- Source material
⁂

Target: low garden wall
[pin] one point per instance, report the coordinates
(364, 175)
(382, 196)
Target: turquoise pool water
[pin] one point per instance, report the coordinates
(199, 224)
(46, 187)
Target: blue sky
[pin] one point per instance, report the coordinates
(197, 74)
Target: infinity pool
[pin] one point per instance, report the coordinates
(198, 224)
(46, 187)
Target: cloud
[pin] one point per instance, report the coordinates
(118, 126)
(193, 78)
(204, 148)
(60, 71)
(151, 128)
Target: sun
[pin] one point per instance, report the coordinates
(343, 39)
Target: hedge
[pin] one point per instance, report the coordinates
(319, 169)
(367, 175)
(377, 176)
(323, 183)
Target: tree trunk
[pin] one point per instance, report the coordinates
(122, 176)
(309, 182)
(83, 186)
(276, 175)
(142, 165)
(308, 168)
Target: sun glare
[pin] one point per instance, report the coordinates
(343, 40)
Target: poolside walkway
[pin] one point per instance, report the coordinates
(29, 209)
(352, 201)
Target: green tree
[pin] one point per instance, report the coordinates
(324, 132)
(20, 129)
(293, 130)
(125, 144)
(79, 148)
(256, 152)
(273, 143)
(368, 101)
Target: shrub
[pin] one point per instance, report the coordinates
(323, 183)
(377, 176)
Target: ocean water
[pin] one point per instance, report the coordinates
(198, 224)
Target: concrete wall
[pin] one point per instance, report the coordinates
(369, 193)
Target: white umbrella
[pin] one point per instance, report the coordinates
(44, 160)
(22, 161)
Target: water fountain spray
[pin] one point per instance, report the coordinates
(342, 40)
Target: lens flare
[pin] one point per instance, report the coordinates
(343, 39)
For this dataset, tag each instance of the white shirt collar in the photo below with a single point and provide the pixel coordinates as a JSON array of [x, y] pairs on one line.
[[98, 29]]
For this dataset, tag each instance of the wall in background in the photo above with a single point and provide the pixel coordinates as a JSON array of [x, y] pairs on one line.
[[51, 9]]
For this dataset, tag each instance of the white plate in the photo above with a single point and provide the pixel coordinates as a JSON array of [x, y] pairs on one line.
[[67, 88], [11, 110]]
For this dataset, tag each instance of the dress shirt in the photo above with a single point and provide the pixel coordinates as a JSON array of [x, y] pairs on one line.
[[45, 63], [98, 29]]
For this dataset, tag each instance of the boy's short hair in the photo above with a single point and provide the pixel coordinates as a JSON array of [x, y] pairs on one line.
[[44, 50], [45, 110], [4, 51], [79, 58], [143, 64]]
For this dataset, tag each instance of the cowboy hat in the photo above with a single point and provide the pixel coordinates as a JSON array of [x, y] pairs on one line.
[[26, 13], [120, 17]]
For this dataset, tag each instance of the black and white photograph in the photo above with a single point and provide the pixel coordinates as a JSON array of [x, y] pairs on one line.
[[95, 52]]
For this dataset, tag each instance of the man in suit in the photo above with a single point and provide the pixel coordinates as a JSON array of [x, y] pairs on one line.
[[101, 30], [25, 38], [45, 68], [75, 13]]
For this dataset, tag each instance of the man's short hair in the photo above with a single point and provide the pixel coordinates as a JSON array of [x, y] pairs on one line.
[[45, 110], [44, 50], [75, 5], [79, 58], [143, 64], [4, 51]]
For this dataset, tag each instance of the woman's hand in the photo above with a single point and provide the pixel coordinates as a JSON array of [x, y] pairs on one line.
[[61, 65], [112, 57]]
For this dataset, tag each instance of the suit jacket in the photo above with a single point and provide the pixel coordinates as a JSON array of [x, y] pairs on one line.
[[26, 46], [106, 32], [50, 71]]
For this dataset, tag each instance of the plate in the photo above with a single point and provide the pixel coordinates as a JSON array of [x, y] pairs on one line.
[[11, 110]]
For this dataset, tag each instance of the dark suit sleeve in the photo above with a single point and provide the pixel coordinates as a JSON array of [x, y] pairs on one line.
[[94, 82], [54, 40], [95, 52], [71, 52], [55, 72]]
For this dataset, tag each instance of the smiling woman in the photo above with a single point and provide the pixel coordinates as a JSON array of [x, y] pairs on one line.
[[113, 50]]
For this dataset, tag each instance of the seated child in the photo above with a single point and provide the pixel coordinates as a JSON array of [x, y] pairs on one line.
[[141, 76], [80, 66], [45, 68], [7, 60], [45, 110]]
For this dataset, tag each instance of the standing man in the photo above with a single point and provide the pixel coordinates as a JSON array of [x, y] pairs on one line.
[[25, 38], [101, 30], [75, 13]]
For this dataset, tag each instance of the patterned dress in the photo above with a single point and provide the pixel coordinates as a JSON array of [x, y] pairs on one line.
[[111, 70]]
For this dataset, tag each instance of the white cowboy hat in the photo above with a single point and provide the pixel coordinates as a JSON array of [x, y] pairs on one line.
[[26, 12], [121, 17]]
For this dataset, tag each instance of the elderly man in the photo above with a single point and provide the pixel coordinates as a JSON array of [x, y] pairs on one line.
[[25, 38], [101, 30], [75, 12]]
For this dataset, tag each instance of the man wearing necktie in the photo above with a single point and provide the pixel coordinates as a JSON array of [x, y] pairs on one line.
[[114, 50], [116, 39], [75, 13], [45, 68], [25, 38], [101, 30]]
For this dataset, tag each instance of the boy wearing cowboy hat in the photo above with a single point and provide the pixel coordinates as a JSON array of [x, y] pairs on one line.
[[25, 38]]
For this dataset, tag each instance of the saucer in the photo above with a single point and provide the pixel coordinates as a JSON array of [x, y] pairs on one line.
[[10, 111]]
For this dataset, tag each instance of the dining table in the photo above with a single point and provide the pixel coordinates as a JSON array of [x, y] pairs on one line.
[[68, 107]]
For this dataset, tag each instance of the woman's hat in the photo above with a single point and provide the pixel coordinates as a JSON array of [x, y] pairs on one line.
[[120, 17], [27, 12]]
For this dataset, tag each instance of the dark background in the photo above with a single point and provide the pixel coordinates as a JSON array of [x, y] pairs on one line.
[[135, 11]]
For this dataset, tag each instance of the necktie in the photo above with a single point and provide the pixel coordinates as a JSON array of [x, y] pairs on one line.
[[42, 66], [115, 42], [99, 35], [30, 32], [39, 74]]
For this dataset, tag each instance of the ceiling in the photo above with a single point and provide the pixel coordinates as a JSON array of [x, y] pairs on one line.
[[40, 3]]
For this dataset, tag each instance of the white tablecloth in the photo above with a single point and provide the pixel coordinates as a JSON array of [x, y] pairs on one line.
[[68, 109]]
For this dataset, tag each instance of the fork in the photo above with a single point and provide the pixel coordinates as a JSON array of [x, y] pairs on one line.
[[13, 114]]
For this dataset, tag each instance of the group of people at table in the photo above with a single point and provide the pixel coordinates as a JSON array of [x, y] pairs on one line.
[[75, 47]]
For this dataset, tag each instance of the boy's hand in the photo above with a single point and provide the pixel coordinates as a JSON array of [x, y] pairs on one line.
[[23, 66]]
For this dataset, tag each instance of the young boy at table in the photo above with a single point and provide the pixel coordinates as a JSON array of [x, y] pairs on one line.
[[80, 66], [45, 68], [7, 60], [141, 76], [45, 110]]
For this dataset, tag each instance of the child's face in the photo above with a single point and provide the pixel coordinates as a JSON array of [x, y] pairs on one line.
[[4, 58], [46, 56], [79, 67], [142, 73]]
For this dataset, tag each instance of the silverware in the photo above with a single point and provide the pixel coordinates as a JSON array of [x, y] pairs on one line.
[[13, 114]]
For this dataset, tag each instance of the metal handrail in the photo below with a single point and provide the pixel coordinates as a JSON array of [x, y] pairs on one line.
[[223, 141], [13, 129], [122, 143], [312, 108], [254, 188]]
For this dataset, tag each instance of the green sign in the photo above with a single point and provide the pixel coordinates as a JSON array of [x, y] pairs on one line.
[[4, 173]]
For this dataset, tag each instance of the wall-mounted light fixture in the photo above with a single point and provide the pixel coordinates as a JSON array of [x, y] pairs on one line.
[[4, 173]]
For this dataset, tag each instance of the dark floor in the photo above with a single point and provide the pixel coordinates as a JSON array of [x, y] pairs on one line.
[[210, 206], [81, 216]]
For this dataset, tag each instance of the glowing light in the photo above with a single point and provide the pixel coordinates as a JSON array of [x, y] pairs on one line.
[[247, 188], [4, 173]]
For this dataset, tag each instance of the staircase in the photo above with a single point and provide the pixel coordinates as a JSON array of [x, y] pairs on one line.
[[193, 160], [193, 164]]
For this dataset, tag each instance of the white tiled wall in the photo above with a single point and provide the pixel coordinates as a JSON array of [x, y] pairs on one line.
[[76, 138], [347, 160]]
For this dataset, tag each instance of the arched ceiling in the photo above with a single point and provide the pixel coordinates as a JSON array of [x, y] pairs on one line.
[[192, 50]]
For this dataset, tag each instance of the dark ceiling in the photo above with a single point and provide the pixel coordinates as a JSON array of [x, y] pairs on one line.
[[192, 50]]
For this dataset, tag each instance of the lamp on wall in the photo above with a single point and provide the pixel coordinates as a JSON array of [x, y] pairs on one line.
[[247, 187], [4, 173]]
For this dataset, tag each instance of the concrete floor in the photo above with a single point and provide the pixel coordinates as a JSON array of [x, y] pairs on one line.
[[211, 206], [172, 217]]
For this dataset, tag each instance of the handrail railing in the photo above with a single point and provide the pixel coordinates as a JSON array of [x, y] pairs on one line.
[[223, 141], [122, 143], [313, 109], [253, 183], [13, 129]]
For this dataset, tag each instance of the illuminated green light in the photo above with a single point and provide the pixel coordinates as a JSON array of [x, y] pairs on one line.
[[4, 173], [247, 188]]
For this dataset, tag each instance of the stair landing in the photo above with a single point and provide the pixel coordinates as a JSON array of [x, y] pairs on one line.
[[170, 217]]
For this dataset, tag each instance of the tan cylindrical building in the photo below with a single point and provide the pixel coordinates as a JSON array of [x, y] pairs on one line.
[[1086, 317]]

⁂

Copy each line of the preceding data that contains the string "tree".

- Task response
Target: tree trunk
Target: green tree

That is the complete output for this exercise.